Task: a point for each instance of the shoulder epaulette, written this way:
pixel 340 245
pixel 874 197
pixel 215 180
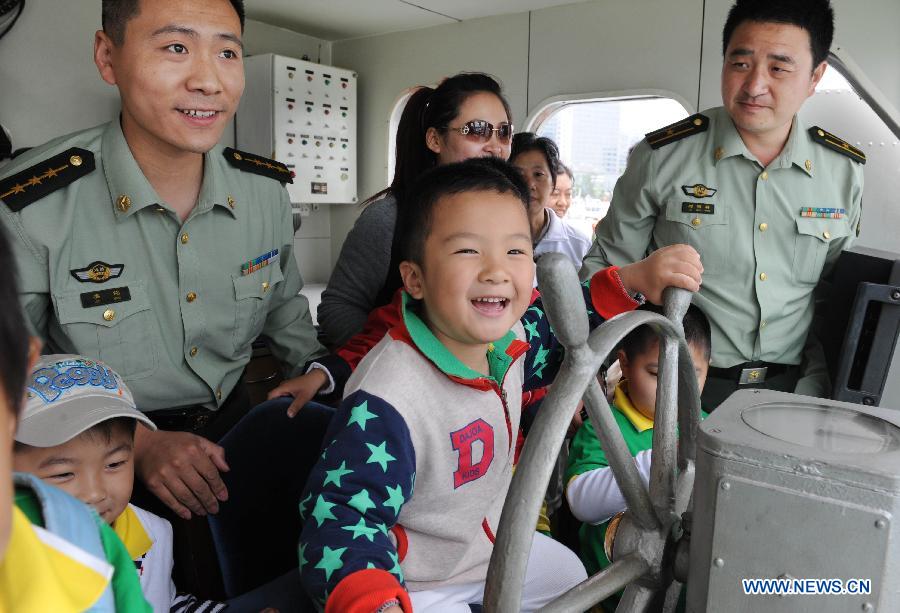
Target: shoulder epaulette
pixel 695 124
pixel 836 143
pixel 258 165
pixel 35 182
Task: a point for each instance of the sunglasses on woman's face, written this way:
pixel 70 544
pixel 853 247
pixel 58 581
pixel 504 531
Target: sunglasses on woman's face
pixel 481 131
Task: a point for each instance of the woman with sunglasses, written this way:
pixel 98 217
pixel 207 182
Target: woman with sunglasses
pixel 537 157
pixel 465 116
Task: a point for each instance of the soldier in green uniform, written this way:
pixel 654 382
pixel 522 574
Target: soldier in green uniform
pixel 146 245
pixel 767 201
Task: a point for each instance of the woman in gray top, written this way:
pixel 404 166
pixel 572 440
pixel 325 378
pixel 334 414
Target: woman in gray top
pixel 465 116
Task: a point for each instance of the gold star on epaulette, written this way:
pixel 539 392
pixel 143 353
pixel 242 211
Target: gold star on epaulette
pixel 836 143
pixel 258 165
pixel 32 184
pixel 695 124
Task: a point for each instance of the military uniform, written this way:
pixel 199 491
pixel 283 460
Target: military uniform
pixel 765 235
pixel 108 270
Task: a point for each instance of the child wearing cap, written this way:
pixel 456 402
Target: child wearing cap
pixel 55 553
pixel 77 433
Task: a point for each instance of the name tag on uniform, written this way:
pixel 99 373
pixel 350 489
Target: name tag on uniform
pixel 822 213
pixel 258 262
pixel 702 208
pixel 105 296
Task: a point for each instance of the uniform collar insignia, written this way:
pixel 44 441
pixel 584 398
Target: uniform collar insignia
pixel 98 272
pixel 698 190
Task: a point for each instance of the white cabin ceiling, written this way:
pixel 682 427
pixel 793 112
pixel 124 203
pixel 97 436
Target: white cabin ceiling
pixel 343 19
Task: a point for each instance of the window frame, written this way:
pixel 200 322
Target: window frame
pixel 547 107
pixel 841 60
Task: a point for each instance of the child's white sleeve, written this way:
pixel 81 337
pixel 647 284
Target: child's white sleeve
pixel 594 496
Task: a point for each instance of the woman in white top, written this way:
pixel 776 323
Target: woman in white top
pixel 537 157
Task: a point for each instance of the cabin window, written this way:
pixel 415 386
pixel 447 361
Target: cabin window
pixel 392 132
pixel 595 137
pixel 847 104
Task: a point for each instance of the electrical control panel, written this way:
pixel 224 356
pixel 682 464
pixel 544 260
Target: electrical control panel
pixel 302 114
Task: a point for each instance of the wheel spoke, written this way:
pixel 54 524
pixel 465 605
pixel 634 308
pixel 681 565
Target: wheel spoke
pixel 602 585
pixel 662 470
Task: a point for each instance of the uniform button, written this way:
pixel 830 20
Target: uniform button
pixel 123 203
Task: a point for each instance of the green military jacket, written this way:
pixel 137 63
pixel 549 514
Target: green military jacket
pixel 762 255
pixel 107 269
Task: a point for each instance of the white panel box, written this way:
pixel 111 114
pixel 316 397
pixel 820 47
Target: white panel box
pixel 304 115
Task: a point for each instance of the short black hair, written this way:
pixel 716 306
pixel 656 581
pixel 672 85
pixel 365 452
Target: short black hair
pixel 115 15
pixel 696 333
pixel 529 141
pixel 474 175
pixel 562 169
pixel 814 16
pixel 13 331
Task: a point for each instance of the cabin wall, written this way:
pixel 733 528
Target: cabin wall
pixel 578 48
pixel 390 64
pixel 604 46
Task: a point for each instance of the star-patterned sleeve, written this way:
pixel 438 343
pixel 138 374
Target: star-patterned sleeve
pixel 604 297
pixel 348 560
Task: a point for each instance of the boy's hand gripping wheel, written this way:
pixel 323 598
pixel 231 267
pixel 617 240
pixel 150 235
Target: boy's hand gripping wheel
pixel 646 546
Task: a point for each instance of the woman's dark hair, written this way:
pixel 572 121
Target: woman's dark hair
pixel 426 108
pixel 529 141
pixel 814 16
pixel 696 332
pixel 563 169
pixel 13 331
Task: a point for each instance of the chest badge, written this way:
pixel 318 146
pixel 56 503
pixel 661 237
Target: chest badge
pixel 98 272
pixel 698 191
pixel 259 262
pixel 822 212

WHAT THE TASK ASKS: Transcribe the entries from the line with "Task: a point for each instance of the military" up to and including the line with "pixel 343 19", keeping every character as it is.

RESULT OF THE TASK:
Task: a point for each instance of the military uniform, written this way:
pixel 199 491
pixel 283 460
Target: military uniform
pixel 765 235
pixel 108 270
Task: a point for each instance of the child wearing cap, written this way:
pixel 456 402
Target: child wearing cap
pixel 55 553
pixel 77 433
Task: a point for each instance of the name tag on uniform, written this way:
pixel 99 373
pixel 350 489
Target: name tag on uniform
pixel 822 213
pixel 258 262
pixel 702 208
pixel 105 296
Task: a point for each instance of the uniform collar insignia, written this way:
pixel 44 441
pixel 584 398
Target: uniform collar insignia
pixel 98 272
pixel 698 190
Task: a point for each instance of the white cabin ceiling, written this way:
pixel 682 427
pixel 793 112
pixel 124 203
pixel 97 436
Target: white cabin ceiling
pixel 343 19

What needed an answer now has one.